**AUSGANGSTEXT**
An einem jedoch werden sie nicht zweifeln: Irgendwann um die Jahrtausendwende fielen die Schutzwälle, mit denen die Massenmedien die Menschen vor Peinlichkeiten bewahrten – sowohl die Menschen, über die sie berichten, als auch uns, ihr Publikum.
Seitdem gucken sie nicht mehr taktvoll weg, sondern hin. Auf die Schwitzflecken der Kanzlerin, auf die Cellulitedellen und Operationsnarben von Hollywoodstars, aber auch auf die unsäglichen Wohnungen, Outfits und Manieren ganz gewöhnlicher Leute.
Längst bestreiten manche Fernsehsender ihr halbes Programm mit Sendungen, in denen vorgeführt wird, wie blamabel sich die niederen Stände beim Singen, Lieben und Kindererziehen anstellen; und die einzig wirklich erfolgreichen Zeitschriftengründungen des letzten Jahrzehnts sind die People-Magazine, die auf Glamour verzichten und von kaum etwas anderem erzählen als davon, wie peinlich sich Prominente benehmen.
Lange konnte man das alles für ein billiges Vergnügen von Plebejern halten. Doch das war eine Illusion. Wenn der Anlass es hergibt, stehen neuerdings auch in den gesitteteren Blättern Geschichten, die einem kein unangenehmes Detail ersparen: Im Spiegel berichtet der Schriftsteller Bodo Kirchhoff in aller Ausführlichkeit darüber, wie es sich anfühlte, als sich ein Lehrermund über seinen Kinderpenis stülpte; in der Welt erzählt der österreichische Autor Josef Haslinger von den Ejakulationen und Liebesbriefen seiner pädophilen Erzieher im Internat.
Bis vor Kurzem haben sich Menschen mit solchen Erfahrungen oft nicht einmal ihren engsten Freunden anvertraut. Nun erzählen sie es den Zeitungen, die es ungezähmt unter die Leute bringen. Nicht weil sie nicht wüssten, wie peinlich das alles ist. Sondern weil es so entsetzlich peinlich ist. Genau darum geht es ja. Es ist, als könnte nur die Peinlichkeit die Echtheit der erinnerten Qualen beglaubigen.

**AUFGABENSTELLUNG**
Zähle aus dem Text über Peinlichkeit in den Medien alle Tätigkeiten auf, bei denen die Fernsehsendungen zeigen, wie blamabel sich die niederen Stände anstellen.

**GEGEBENE ANGABEN**
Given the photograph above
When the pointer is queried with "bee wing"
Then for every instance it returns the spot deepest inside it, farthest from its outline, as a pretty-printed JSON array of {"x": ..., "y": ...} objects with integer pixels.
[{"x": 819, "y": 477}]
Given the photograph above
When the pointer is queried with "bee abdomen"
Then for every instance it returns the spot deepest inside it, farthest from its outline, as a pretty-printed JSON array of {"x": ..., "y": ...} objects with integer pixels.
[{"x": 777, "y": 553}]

==

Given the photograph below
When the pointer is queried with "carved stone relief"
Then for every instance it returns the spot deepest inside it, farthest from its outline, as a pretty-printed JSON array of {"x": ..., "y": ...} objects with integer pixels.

...

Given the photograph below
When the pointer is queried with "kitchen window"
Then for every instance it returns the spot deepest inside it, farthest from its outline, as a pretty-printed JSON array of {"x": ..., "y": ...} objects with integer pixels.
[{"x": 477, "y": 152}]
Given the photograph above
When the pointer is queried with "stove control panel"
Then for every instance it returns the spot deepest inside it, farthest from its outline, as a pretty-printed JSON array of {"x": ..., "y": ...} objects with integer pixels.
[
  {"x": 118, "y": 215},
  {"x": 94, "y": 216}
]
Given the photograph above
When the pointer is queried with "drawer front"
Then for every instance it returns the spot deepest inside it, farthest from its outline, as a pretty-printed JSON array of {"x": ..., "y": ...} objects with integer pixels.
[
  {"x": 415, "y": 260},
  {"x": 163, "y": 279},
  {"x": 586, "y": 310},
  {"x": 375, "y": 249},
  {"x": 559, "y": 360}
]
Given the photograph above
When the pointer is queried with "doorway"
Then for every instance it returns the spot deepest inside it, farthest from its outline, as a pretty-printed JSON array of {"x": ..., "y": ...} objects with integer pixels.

**LÖSUNG**
- Singen
- Lieben
- Kindererziehen